Activity 1
Copy everything in the brain segmentation notes from "Figure 2. [left-to-right]: Mean" down to "GM classes, respectively.".
Activity 2
Carry on the brain segmentation notes from the point where they stop.

___ Provided passage ___

Problem Statement: Fully supervised, multi-class 3D brain segmentation in T1 MRI.

Data: Label 1: Cerebrospinal Fluid (CSF); Label 2: White Matter (WM); Label 3: Gray Matter (GM) [15/20 : Train/Test Ratio]

Directories
● Register NIfTI Training Volumes to Reference Volume: elastix-scripts/register_train.bat
● Transform NIfTI Training Labels to Reference Space: elastix-scripts/transform_train.bat
● Register Training Reference Volume to NIfTI Testing Volumes: elastix-scripts/register_test.bat
● Transform Training Probabilistic Atlas to NIfTI Testing Labels: elastix-scripts/transform_test.bat
● Register MNI Template Volume to NIfTI Testing Volumes: elastix-scripts/register_test.bat
● Transform MNI Atlas to NIfTI Testing Labels: elastix-scripts/transform_test.bat
● Perform Segmentation Algorithms: scripts/prime.py

Figure 1. [left-to-right]: T1 MRI volume of the reference image (patient 1000), the moving image (patient 1006) and the registered image (patient 1006) using 3D affine and B-spline registration with gradient descent optimizer and Mattes mutual information metric (optimized from -0.355940 to -0.739491). Blue cross-hairs mark the same voxel across all 3 volumes at slice 135, verifying successful registration.

Figure 2. [left-to-right]: Mean segmentation ground truth for all 15 registered training labels, the CSF probabilistic atlas, the WM probabilistic atlas and the GM probabilistic atlas. Blue cross-hairs mark the same voxel across all 4 volumes at slice 135 with 0.13335, 0.06665, 0.80000 probabilities of belong to the CSF, WM and GM classes, respectively.

___ Provided data ___

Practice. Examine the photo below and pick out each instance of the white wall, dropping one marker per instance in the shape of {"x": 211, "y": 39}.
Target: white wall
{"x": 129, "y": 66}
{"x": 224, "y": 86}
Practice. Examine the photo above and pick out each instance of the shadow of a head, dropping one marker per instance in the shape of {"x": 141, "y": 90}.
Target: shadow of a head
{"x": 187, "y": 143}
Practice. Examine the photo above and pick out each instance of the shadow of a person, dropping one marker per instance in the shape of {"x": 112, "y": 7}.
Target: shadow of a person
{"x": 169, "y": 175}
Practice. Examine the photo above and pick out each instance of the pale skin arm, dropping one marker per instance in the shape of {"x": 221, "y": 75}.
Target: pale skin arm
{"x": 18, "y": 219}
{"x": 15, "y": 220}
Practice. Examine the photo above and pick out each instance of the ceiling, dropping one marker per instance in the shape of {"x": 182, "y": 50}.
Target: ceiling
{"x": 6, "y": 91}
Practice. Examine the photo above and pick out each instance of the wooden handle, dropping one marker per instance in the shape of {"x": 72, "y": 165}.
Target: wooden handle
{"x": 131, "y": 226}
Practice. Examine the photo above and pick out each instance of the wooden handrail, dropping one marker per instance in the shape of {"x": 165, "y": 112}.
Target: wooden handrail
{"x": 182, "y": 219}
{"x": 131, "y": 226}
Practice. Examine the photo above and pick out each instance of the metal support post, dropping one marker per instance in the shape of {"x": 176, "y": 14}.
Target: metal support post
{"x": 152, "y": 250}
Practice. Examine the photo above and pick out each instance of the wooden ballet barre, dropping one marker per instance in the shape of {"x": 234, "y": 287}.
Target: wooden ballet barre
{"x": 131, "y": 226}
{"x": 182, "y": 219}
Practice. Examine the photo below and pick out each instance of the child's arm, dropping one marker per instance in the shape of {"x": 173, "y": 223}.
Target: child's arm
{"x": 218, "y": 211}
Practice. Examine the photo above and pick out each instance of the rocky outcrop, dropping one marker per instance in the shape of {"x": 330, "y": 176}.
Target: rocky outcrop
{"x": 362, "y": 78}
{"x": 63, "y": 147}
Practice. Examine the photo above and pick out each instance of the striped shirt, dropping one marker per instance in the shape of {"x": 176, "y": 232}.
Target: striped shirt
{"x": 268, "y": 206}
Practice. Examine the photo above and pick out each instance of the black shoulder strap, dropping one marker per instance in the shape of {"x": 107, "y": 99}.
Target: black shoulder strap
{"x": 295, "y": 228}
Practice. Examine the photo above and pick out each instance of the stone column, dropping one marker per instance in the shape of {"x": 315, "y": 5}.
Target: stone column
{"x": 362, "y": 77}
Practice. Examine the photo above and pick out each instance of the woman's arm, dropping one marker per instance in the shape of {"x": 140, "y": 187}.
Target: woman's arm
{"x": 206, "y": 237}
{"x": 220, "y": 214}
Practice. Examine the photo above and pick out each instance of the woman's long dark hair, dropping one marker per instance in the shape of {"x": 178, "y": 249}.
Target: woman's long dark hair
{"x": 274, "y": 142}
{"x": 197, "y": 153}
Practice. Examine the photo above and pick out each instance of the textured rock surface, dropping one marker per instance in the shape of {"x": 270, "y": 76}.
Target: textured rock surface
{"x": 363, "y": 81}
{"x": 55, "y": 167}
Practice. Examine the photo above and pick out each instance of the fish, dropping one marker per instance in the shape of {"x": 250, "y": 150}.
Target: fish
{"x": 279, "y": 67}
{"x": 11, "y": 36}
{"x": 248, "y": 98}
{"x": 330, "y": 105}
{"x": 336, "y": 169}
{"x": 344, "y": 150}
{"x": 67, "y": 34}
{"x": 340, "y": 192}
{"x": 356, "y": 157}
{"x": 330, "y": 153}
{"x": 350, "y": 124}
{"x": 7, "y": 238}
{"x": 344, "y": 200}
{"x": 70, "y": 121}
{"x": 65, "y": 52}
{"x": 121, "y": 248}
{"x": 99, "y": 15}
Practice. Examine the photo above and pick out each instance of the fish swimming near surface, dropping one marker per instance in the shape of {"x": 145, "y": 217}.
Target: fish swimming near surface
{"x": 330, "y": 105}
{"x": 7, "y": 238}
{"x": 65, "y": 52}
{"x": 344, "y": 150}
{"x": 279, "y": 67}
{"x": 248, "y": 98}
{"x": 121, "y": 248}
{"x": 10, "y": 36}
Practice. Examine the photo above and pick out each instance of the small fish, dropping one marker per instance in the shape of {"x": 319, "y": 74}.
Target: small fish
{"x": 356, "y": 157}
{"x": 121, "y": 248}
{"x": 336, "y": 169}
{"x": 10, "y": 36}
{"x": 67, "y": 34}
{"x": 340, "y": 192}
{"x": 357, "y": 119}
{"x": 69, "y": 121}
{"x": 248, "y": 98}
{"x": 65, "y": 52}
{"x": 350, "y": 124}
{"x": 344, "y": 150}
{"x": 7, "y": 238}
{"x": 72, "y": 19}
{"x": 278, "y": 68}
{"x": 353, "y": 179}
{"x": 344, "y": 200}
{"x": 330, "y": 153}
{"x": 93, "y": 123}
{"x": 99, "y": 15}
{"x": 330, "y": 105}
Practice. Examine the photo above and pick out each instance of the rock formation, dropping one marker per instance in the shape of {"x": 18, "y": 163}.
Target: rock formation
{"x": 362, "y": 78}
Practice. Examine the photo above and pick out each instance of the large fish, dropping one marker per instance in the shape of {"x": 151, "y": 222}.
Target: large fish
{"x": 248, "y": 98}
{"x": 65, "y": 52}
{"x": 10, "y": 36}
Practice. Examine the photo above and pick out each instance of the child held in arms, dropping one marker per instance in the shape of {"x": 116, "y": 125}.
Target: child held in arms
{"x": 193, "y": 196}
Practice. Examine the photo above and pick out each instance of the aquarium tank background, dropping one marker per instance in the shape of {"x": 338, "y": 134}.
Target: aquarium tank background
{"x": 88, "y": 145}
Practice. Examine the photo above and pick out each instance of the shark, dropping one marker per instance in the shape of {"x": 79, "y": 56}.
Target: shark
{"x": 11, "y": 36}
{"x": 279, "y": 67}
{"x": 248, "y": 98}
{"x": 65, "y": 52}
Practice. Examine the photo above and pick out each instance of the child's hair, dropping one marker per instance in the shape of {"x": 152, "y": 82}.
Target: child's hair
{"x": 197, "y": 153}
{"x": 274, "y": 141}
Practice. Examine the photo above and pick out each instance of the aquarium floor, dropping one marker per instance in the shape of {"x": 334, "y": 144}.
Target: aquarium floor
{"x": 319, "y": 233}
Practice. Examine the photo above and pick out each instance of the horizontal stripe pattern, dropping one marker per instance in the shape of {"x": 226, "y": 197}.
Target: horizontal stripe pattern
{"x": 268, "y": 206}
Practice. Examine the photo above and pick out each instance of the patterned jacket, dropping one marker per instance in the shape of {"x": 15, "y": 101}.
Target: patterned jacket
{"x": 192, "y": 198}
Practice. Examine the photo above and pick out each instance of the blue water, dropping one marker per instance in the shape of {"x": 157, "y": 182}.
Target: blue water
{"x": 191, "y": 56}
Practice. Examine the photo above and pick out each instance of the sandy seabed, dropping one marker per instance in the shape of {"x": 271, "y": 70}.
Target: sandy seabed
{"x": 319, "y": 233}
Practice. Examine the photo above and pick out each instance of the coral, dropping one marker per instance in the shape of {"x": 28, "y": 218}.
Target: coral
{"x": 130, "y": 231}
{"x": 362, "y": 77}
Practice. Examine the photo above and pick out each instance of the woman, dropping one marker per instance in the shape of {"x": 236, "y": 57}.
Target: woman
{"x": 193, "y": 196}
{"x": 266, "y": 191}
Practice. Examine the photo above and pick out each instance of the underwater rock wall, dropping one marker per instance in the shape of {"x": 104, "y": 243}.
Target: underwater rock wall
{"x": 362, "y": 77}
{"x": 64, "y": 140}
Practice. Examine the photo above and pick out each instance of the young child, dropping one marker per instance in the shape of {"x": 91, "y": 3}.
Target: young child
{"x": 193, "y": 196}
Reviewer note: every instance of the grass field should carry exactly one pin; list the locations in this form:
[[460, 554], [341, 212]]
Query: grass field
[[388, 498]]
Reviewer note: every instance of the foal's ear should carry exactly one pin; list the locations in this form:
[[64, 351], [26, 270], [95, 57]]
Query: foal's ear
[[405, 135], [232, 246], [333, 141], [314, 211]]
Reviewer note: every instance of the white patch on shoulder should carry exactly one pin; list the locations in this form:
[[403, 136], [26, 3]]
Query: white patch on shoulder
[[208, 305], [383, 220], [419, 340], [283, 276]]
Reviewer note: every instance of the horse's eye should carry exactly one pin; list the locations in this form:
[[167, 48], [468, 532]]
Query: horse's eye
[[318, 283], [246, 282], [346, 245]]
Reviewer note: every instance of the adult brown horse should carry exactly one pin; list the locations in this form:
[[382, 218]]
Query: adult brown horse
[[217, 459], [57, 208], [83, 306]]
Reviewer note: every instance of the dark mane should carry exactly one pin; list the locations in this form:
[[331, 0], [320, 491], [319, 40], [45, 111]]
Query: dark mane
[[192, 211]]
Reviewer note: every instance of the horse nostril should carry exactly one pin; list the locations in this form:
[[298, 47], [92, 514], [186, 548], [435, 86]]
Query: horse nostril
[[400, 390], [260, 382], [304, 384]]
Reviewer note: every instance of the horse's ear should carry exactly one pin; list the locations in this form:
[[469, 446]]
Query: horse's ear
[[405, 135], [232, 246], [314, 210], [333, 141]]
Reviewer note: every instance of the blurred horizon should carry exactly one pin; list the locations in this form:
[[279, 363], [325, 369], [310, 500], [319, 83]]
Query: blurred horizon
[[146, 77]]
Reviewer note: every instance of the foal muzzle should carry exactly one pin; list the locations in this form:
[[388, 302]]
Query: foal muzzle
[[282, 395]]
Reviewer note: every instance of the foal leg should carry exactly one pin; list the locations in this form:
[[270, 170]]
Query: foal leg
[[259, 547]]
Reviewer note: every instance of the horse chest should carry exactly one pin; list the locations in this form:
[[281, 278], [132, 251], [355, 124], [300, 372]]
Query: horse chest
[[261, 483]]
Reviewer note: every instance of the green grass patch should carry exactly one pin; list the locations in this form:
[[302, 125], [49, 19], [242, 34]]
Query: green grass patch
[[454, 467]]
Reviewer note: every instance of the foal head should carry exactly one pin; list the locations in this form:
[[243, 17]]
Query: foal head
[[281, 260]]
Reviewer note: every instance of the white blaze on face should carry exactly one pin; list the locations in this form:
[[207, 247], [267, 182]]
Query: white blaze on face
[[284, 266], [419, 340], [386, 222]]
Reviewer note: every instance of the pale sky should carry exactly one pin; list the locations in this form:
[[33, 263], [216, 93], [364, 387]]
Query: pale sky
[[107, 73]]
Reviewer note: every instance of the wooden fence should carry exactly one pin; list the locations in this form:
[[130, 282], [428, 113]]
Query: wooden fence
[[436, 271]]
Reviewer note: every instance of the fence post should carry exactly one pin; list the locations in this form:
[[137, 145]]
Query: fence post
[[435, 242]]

___

Result 1
Figure 2. [left-to-right]: Mean segmentation ground truth for all 15 registered training labels, the CSF probabilistic atlas, the WM probabilistic atlas and the GM probabilistic atlas. Blue cross-hairs mark the same voxel across all 4 volumes at slice 135 with 0.13335, 0.06665, 0.80000 probabilities of belong to the CSF, WM and GM classes, respectively.

Result 2
Figure 3. [left-to-right]: Independent tissue models (where the area under each curve is equal to 1) and functional tissue models (where sum of the normalized frequency values/probabilities for all 3 classes at any given intensity value is equal to 1). Anomalous values appear in the functional tissue models after the intensity value 2000, owing to division by very small probabilities values.

Figure 4. [top row, left-to-right]: CSF, WM and GM probabilistic atlas for patient 1125. [bottom row, left-to-right]: T1 MRI volume, ground truth segmentation and predicted segmentation via label propagation for patient 1125. Blue cross-hairs mark the same voxel across all 4 volumes at slice 130, highlighting the site of an abnormality that is not accounted for in the probabilistic atlas and is subsequently poorly segmented in the predicted mask.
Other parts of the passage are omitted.